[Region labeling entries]
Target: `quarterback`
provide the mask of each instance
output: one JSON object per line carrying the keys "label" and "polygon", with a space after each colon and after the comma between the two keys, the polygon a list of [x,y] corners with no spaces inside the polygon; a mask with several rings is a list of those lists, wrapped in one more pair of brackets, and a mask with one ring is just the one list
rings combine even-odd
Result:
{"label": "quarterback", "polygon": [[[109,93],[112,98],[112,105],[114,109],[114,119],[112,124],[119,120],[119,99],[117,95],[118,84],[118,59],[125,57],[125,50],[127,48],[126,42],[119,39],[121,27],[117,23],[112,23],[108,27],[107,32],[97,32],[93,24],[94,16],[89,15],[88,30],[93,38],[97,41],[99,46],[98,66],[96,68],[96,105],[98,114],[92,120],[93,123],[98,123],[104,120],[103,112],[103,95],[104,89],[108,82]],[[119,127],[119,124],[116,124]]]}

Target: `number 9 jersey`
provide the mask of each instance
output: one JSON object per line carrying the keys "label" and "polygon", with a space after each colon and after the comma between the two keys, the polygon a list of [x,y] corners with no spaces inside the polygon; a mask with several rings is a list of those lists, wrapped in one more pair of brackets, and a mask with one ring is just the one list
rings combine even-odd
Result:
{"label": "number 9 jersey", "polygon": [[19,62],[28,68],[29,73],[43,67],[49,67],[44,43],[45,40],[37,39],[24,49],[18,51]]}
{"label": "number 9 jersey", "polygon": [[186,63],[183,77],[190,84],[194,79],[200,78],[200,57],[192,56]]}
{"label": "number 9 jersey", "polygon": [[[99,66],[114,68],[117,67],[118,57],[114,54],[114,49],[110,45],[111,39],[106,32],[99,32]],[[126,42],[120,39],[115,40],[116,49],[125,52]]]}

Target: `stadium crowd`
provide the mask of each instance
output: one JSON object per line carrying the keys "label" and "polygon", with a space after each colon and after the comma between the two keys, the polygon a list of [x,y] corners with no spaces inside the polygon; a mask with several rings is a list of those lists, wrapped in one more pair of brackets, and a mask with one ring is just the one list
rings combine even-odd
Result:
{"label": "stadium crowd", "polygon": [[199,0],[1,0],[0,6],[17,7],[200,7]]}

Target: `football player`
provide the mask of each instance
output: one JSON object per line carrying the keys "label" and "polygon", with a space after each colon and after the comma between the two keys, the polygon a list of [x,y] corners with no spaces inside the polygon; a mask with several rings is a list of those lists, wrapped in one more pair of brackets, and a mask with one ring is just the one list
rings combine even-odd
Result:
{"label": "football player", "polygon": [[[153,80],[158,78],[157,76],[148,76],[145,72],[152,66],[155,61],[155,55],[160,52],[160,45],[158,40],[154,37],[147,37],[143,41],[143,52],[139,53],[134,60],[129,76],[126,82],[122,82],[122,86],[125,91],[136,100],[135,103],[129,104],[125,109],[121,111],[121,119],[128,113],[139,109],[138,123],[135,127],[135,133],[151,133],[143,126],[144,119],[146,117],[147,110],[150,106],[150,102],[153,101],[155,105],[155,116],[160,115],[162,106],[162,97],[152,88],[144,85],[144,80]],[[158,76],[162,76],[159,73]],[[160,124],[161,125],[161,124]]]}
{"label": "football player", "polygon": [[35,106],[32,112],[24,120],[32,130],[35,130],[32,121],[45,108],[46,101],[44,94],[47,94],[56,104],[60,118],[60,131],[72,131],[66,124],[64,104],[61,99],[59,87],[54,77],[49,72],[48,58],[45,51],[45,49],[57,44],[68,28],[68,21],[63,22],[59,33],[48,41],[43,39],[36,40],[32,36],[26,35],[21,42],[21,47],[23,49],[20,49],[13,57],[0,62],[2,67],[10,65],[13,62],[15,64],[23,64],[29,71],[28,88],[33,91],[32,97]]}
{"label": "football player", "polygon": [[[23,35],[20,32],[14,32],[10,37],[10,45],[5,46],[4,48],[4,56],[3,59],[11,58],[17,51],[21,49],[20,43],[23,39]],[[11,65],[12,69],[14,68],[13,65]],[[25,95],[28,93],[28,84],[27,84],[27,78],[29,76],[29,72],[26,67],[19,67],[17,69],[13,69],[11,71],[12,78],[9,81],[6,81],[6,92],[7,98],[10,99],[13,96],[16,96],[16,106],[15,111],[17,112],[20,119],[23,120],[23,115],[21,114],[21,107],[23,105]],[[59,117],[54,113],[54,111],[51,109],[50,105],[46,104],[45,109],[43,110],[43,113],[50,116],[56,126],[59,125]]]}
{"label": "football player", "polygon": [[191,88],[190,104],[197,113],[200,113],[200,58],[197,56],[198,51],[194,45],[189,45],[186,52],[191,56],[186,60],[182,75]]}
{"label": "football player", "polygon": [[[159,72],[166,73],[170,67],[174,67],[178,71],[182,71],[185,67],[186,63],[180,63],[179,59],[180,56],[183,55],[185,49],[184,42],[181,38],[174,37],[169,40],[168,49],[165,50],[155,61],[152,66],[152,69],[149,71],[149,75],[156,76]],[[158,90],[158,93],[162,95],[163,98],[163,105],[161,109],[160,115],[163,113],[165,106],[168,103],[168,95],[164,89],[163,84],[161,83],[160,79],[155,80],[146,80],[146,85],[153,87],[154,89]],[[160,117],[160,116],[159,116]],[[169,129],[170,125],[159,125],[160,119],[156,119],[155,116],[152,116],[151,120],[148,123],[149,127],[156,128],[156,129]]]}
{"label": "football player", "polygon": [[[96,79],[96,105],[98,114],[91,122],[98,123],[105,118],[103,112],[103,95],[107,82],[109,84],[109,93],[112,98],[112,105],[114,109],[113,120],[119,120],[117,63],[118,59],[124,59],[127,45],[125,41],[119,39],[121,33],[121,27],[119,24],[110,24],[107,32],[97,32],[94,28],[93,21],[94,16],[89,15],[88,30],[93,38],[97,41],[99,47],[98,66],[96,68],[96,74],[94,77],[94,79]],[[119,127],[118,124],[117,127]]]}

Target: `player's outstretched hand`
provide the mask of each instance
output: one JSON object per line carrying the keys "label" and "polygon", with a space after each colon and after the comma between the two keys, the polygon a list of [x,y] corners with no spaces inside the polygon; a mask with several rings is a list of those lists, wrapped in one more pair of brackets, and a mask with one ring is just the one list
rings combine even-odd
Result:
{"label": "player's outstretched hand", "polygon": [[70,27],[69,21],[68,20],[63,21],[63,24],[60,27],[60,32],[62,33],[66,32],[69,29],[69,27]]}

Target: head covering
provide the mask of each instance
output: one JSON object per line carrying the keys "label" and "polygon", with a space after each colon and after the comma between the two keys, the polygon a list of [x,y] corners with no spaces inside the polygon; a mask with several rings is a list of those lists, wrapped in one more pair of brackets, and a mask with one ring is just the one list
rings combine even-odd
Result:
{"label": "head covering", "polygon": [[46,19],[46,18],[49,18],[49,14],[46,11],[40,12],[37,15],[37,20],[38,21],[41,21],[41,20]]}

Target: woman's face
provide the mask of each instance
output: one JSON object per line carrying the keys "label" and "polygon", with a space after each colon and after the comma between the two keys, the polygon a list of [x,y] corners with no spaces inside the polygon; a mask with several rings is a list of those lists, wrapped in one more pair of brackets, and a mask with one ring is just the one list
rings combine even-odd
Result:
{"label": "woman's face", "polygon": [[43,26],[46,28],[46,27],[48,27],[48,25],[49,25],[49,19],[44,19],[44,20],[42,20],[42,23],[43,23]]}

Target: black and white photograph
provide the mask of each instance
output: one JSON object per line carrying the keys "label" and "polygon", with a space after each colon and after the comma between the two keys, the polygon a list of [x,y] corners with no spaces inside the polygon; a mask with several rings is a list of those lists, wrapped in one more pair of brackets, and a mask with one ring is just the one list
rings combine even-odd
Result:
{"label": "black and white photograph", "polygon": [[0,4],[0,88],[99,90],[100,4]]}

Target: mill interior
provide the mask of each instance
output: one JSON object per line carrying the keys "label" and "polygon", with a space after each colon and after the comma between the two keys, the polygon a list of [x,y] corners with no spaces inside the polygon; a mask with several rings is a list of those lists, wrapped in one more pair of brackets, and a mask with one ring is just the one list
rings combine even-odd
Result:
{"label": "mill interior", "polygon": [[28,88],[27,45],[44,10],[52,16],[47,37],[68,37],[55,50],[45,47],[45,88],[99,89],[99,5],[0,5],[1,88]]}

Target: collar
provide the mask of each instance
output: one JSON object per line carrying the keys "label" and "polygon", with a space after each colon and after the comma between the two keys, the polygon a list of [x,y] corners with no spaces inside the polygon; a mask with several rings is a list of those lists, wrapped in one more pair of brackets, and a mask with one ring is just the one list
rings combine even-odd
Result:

*Problem statement:*
Locate the line that contains "Target: black and white photograph". Repeat it and every line after it, up to and including the final line, exactly.

*Task output:*
Target: black and white photograph
provide the mask of each instance
output: one JSON object per line carrying the keys "label" and "polygon", with a space after each colon and after the comma between the two keys, the polygon a list of [x,y] corners with no spaces inside the polygon; a mask with several rings is a list of those lists, wrapped in one more pair of brackets, and a mask with one ring is just the one list
rings combine even-odd
Result:
{"label": "black and white photograph", "polygon": [[0,4],[0,88],[99,90],[100,4]]}

Target: mill interior
provide the mask of each instance
output: one JSON object per line carrying the keys "label" and "polygon", with a space after each colon and after the comma between the two keys, the polygon a list of [x,y] corners with no spaces inside the polygon; a mask with several rings is a list of those lists, wrapped in one more pair of brackets, and a mask with one ring is just the one list
rings combine even-odd
Result:
{"label": "mill interior", "polygon": [[28,88],[27,45],[44,10],[52,16],[47,37],[68,37],[55,50],[45,47],[45,88],[99,89],[99,5],[0,5],[1,88]]}

Target: collar
provide the mask of each instance
output: one JSON object per line carrying the keys "label" and "polygon", with a space after each colon and after the comma between the two keys, the polygon a list of [x,y] corners with no spaces inside the polygon; a mask with several rings is a list of those lists, wrapped in one more pair of brackets, and a mask with one ring is just the one list
rings combine even-odd
Result:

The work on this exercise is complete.